## Records from a dataset
○ ○ ○ ○ ○

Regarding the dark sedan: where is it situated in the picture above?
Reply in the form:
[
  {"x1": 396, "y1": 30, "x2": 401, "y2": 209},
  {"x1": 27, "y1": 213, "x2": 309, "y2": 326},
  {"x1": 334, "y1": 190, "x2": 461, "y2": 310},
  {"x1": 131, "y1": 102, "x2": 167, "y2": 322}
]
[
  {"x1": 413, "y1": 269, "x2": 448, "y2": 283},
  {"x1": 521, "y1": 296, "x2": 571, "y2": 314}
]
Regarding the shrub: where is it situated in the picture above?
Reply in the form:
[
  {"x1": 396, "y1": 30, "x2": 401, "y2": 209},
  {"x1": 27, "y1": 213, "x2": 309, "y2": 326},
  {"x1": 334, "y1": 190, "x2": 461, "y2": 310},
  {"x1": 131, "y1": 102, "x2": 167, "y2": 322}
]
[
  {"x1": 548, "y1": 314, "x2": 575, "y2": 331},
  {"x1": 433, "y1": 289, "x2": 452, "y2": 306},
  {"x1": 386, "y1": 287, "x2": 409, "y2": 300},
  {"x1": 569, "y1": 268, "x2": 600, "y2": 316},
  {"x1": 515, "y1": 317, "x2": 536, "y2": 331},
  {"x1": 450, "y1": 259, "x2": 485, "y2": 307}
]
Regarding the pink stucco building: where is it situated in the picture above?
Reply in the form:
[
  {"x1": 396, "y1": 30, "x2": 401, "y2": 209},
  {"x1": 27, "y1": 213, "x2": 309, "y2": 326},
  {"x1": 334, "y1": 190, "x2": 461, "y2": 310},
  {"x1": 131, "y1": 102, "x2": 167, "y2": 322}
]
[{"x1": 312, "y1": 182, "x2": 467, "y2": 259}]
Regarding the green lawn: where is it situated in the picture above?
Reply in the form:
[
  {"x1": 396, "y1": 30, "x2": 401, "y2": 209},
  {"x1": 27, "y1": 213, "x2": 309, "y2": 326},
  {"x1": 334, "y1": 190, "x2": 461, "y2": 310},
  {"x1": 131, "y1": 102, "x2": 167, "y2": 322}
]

○ ○ ○ ○ ○

## Exercise description
Put the lines from the one containing "Regarding the green" up to and including the last line of the records into a numbered list, skipping any blank lines.

## Finished task
1. Regarding the green lawn: where is it situated in the picture above?
2. Reply in the form:
3. [
4.   {"x1": 396, "y1": 30, "x2": 401, "y2": 209},
5.   {"x1": 27, "y1": 213, "x2": 309, "y2": 326},
6.   {"x1": 334, "y1": 190, "x2": 461, "y2": 310},
7.   {"x1": 131, "y1": 102, "x2": 167, "y2": 322}
8. ]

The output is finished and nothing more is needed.